WirtschaftsWoche: Herr Dahan, vor wenigen Tagen hat sich die russische Hackergruppe Killnet zu Cyberattacken auf Bundesbehörden bekannt. Gleichzeitig legten Angreifer IT-Systeme beim Autovermieter Sixt oder dem Traktorhersteller Fendt lahm. Wie sehr hat sich die Cyberbedrohungslage für Deutschland seit Beginn des russischen Angriffs auf die Ukraine verschärft?
Assaf Dahan: Auch wenn es überraschend klingt: Nicht sehr. Und zwar nicht, weil die Bedrohung nicht existiert, sondern weil sie auch vorher schon sehr präsent war. Einer der weltweit schwerwiegendsten Cyberangriffe der vergangenen Jahre, die NotPetya-Attacke 2017, die gegen die Ukraine gerichtet war, verursachte immense Schäden, auch in Deutschland.

Haben Sie solche Angriffe schon feststellen können?
Solch ein Risiko, dass zunächst gezielte Attacken den Angreifern entgleiten und massive Kollateralschäden auslösen, besteht auch heute. In den Wochen seit Kriegsbeginn sind fünf bis sechs sehr bösartige Schadprogramme vermutlich russischen Ursprungs aufgetaucht, sogenannte Wiper, die das Ziel haben, IT-Systeme in ukrainischen Behörden und Unternehmen zu zerstören. Es werden also ständig neue Cyber-Massenvernichtungswaffen entwickelt.

Aber die treffen natürlich nicht bloß ihre primären Ziele.
Richtig, in Kriegszeiten besteht ein erhöhtes Risiko von Kollateralschäden und so besteht etwa für deutsche Firmen, die Fertigungsstandorte oder Zulieferer in der Ukraine haben, ein erhöhtes Risiko, dass über gemeinsame Rechnernetzwerke auch solche Schadprogramme nach Deutschland gelangen.

Assaf Dahan ist Chef der Bedrohungsforschung beim IT-Sicherheitsdienstleister Cybereason. Quelle: PR

Weiß man, wer hinter den Angriffen steckt?
Die Zuordnung von Angriffen zu bestimmten Gruppen oder Personen ist eine sehr schwierige Aufgabe. Es gibt viele Aspekte zu berücksichtigen, und viele Bedrohungsakteure setzen auf psychologische Kriegsführung, sogenannte „False Flags“, um den Eindruck zu erwecken, dass eine andere Gruppe für einen bestimmten Anschlag verantwortlich war. Als Sicherheitsforscher entwickeln wir Methoden, um Hinweise im Code der Schadsoftware aufzuspüren und Angriffsmuster zu korrelieren, die mit ziemlicher Sicherheit einzelnen Hackergruppen zugeordnet werden können.

(Das Material erkunden)
1. Nenne alle Organisationen und Gruppen, die im Interview namentlich vorkommen.
2. Welche Position hat Assaf Dahan laut dem Interview?
Die Daten braucht man hierfür nicht.

(Gezeigte Daten)
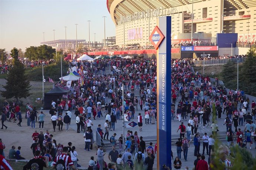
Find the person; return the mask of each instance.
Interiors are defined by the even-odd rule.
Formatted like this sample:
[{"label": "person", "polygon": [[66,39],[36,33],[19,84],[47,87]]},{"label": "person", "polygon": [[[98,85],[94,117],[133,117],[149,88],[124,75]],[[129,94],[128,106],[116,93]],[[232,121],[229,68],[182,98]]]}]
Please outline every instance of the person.
[{"label": "person", "polygon": [[[71,160],[71,157],[68,155],[68,147],[64,147],[62,150],[62,153],[60,155],[58,155],[53,161],[53,164],[52,167],[52,168],[55,169],[58,167],[62,166],[63,169],[65,167],[66,170],[69,170],[69,167],[71,167],[73,170],[77,170],[74,166],[74,164],[72,162],[72,160]],[[61,161],[60,160],[62,160],[64,161]],[[62,162],[64,164],[61,163]]]},{"label": "person", "polygon": [[16,151],[15,150],[15,146],[12,146],[12,149],[9,150],[9,154],[8,158],[9,159],[15,159]]},{"label": "person", "polygon": [[108,159],[110,161],[115,163],[118,157],[118,152],[115,150],[115,146],[112,146],[112,150],[108,154]]},{"label": "person", "polygon": [[93,125],[93,124],[92,123],[92,120],[91,120],[91,117],[88,118],[88,119],[86,121],[86,125],[88,130],[91,129],[92,126]]},{"label": "person", "polygon": [[66,132],[68,130],[69,125],[70,123],[69,118],[69,116],[68,115],[68,112],[66,112],[66,115],[63,119],[63,122],[65,123],[65,125],[66,125]]},{"label": "person", "polygon": [[76,123],[77,126],[76,133],[80,133],[80,114],[78,114],[76,118]]},{"label": "person", "polygon": [[246,130],[246,132],[244,134],[245,136],[245,139],[246,140],[246,142],[245,143],[245,145],[247,145],[247,142],[249,142],[250,144],[250,150],[252,150],[252,139],[251,139],[251,137],[252,135],[251,135],[251,132],[249,131],[249,130]]},{"label": "person", "polygon": [[183,122],[181,122],[181,124],[179,126],[179,127],[177,130],[177,132],[178,132],[178,131],[179,129],[180,129],[180,138],[181,140],[182,139],[181,138],[182,137],[184,137],[184,136],[185,135],[185,132],[186,130],[186,127],[183,125]]},{"label": "person", "polygon": [[43,112],[41,112],[40,114],[38,115],[38,119],[39,119],[39,130],[41,130],[41,125],[42,125],[42,129],[43,129],[43,123],[45,122],[45,115]]},{"label": "person", "polygon": [[200,143],[198,140],[198,134],[196,133],[195,136],[194,137],[194,145],[195,146],[195,150],[194,152],[194,155],[197,156],[197,154],[199,154],[199,149],[200,147]]},{"label": "person", "polygon": [[139,115],[138,116],[138,126],[140,128],[140,131],[142,131],[142,120],[143,118],[141,116],[141,113],[139,113]]},{"label": "person", "polygon": [[91,140],[92,138],[92,135],[88,129],[86,129],[86,132],[83,135],[83,137],[85,138],[85,142],[84,150],[86,150],[87,149],[87,152],[88,152],[90,150],[90,145]]},{"label": "person", "polygon": [[183,150],[183,156],[185,161],[187,161],[188,156],[188,148],[190,146],[190,141],[187,139],[186,137],[184,137],[184,139],[182,140],[182,149]]},{"label": "person", "polygon": [[103,170],[104,156],[106,154],[106,153],[104,153],[103,148],[103,146],[101,145],[97,151],[97,161],[99,165],[99,170]]},{"label": "person", "polygon": [[204,154],[206,147],[206,153],[207,155],[209,155],[209,150],[208,150],[208,139],[209,138],[209,136],[207,135],[207,133],[205,133],[204,135],[202,137],[203,140],[203,154],[202,155]]},{"label": "person", "polygon": [[55,128],[57,125],[57,119],[58,119],[58,117],[56,116],[56,113],[54,113],[53,116],[52,116],[51,118],[52,126],[53,126],[53,132],[55,131]]},{"label": "person", "polygon": [[35,152],[34,158],[30,159],[26,166],[26,169],[34,169],[35,167],[38,167],[39,170],[43,170],[43,167],[48,168],[49,164],[48,159],[46,156],[40,156],[40,151],[37,150]]},{"label": "person", "polygon": [[118,157],[116,159],[116,168],[118,170],[123,170],[124,169],[124,162],[122,159],[122,154],[118,155]]},{"label": "person", "polygon": [[103,140],[106,140],[106,136],[107,136],[106,140],[108,140],[108,135],[109,135],[109,131],[108,131],[108,122],[109,121],[108,120],[106,120],[105,123],[104,124],[104,127],[105,128],[105,134],[104,135],[104,137],[103,137]]},{"label": "person", "polygon": [[8,127],[6,126],[5,126],[4,124],[4,122],[6,121],[7,120],[7,118],[6,118],[6,115],[5,114],[4,112],[3,112],[2,113],[2,116],[1,116],[1,123],[2,123],[2,128],[1,128],[1,129],[3,129],[3,127],[4,126],[4,127],[5,127],[5,129],[6,130],[7,129],[7,127]]},{"label": "person", "polygon": [[96,162],[94,161],[94,157],[93,156],[91,156],[91,159],[89,161],[88,170],[93,170],[93,169],[94,169],[93,167],[96,167]]},{"label": "person", "polygon": [[208,170],[208,164],[207,162],[204,160],[205,156],[202,155],[201,160],[199,160],[196,167],[196,170]]},{"label": "person", "polygon": [[22,156],[21,154],[20,154],[20,149],[21,149],[21,147],[19,146],[18,147],[18,150],[16,151],[16,159],[17,160],[26,159],[24,158]]},{"label": "person", "polygon": [[144,153],[144,151],[146,150],[146,143],[143,140],[143,137],[141,136],[140,137],[140,139],[141,140],[141,142],[140,142],[140,146],[141,147],[141,152],[142,153]]},{"label": "person", "polygon": [[72,150],[70,152],[70,154],[71,156],[71,160],[73,161],[74,164],[74,166],[75,168],[77,168],[77,159],[78,154],[76,151],[76,147],[74,146],[72,147]]},{"label": "person", "polygon": [[128,155],[128,159],[126,161],[126,169],[127,170],[131,170],[133,169],[133,162],[131,160],[132,156]]},{"label": "person", "polygon": [[173,166],[174,167],[174,169],[180,169],[181,167],[181,162],[178,157],[175,158],[173,162]]},{"label": "person", "polygon": [[201,154],[197,154],[196,156],[197,159],[194,161],[194,165],[195,166],[195,169],[196,169],[196,166],[197,164],[198,161],[201,160]]},{"label": "person", "polygon": [[180,138],[178,139],[178,141],[176,142],[175,145],[176,145],[177,150],[177,157],[180,159],[181,158],[181,146],[182,145],[182,142],[180,141]]}]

(Lösungen je Aufgabe)
1. WirtschaftsWoche, Killnet, Sixt, Fendt, Cybereason

2. Er ist Chef der Bedrohungsforschung beim IT-Sicherheitsdienstleister Cybereason.